WHAT NEEDS TO BE DONE:
Give back each record precisely, pictures excluded.

Dataset entries:
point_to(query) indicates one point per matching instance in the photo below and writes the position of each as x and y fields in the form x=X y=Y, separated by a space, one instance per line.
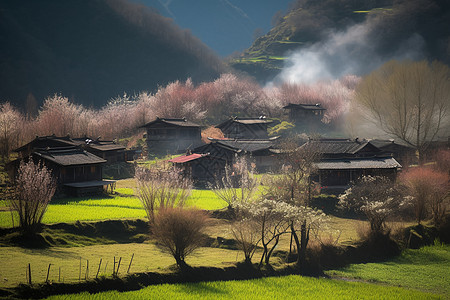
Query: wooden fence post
x=48 y=272
x=128 y=271
x=86 y=276
x=29 y=274
x=98 y=270
x=118 y=266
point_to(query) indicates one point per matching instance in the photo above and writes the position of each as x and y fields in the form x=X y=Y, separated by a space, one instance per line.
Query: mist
x=354 y=51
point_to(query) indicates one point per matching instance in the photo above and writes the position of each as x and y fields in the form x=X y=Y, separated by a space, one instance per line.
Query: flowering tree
x=237 y=185
x=34 y=188
x=10 y=128
x=58 y=116
x=179 y=231
x=430 y=191
x=377 y=197
x=409 y=100
x=271 y=219
x=161 y=189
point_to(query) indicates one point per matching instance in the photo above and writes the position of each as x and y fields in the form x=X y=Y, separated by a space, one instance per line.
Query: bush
x=179 y=232
x=34 y=188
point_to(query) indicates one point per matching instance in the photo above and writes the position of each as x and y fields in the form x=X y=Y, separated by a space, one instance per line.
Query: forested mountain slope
x=92 y=50
x=367 y=30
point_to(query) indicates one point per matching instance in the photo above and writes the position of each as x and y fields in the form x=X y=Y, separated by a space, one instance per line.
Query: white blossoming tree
x=377 y=197
x=238 y=185
x=273 y=218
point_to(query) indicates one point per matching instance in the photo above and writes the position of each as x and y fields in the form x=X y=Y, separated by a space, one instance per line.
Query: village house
x=172 y=136
x=41 y=142
x=261 y=153
x=245 y=128
x=403 y=153
x=108 y=150
x=77 y=171
x=207 y=162
x=201 y=168
x=304 y=113
x=345 y=160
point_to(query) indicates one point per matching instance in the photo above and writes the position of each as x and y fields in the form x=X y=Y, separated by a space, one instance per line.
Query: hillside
x=387 y=30
x=93 y=50
x=225 y=26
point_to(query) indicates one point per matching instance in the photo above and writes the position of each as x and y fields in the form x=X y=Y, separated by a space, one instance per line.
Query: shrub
x=430 y=191
x=179 y=232
x=378 y=198
x=160 y=189
x=34 y=188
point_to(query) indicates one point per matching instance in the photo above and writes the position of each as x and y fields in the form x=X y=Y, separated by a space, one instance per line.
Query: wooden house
x=344 y=160
x=262 y=153
x=201 y=168
x=171 y=136
x=304 y=113
x=403 y=153
x=77 y=171
x=41 y=142
x=245 y=128
x=108 y=150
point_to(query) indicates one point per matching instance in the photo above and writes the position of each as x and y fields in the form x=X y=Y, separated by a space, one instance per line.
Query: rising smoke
x=350 y=52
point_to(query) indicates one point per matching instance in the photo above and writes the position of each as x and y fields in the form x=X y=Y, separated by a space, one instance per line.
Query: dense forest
x=92 y=51
x=351 y=36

TASK ANSWER:
point_to(query) indicates one point per matching instance in the photo below and writes the position of each as x and y fields in the form x=X y=Y, separated by a space, one instance per line.
Query: wooden fence post
x=48 y=272
x=128 y=271
x=86 y=276
x=29 y=274
x=98 y=270
x=118 y=266
point_to(query) indicates one point per matching instance in the photo above and writes the position of each as x and y fields in the form x=X y=Y, separated by a space, one instance per line.
Query: mist
x=354 y=51
point_to(query) indicates one point per matching instance in the photo above and writes the position of each as x and y fields in the form x=X y=Y, separated by a space, one instance per line.
Query: flowering tree
x=237 y=185
x=34 y=188
x=10 y=128
x=58 y=116
x=179 y=231
x=430 y=191
x=377 y=197
x=409 y=100
x=271 y=219
x=161 y=189
point_to(query) indicates one point per matching instance in the photo above and writes the position of each as x and y fields in the form x=X y=Y, separated by a space, one instance per line.
Query: bush
x=179 y=232
x=34 y=188
point_to(query) indicates one point per matching instance in the photo above and writes the position of each as x and y fields in the form x=X y=Y, separated by a space, one instance per line.
Query: forested mountain slope
x=92 y=50
x=367 y=30
point_to(query) indicates one point per matching instance in the photo above and writes the position of each as x and y fields in the form x=X y=Y, separated by a space, one instance per line.
Query: white blossoming tree
x=377 y=197
x=238 y=185
x=273 y=218
point_to(query) indicates one point per matching instance in the photo above and writes the position of each as x and y fields in the form x=X y=Y, separated by a space, one instance per line.
Query: village house
x=172 y=136
x=41 y=142
x=261 y=153
x=245 y=128
x=403 y=153
x=108 y=150
x=77 y=171
x=207 y=162
x=201 y=168
x=304 y=113
x=345 y=160
point_to(query) indicates one point per matching instance in the photo above and writes the position of each as x and y fields in the form x=X y=Y, separated by a space, one instance per line.
Query: hillside
x=387 y=30
x=93 y=50
x=225 y=26
point_to(query) indicates one point per matching instance in the photo above and writes the position of each as x and y fields in the form x=X y=Y, separated by a space, one instance per line.
Query: shrub
x=430 y=191
x=179 y=232
x=378 y=198
x=160 y=189
x=34 y=188
point_to(query) indicates one point per matching instance in the photo above and writes the position of each as x and y fields in the form x=X y=Y, separated by a space, one instance per line.
Query: wooden house
x=344 y=160
x=262 y=153
x=201 y=168
x=171 y=136
x=304 y=113
x=403 y=153
x=77 y=171
x=41 y=142
x=245 y=128
x=108 y=150
point_to(query) indicates one point per matching instance in the photo above and writes the position of each as x and y fields in the form x=X y=Y, separated by a space, one instance per line.
Query: rising smoke
x=350 y=52
point_to(query) indicates one point per matching instance in the photo above and writes the position of each as x and y fields in the form x=X y=Y, separated by a space, one instance per line.
Query: dense forest
x=92 y=51
x=351 y=36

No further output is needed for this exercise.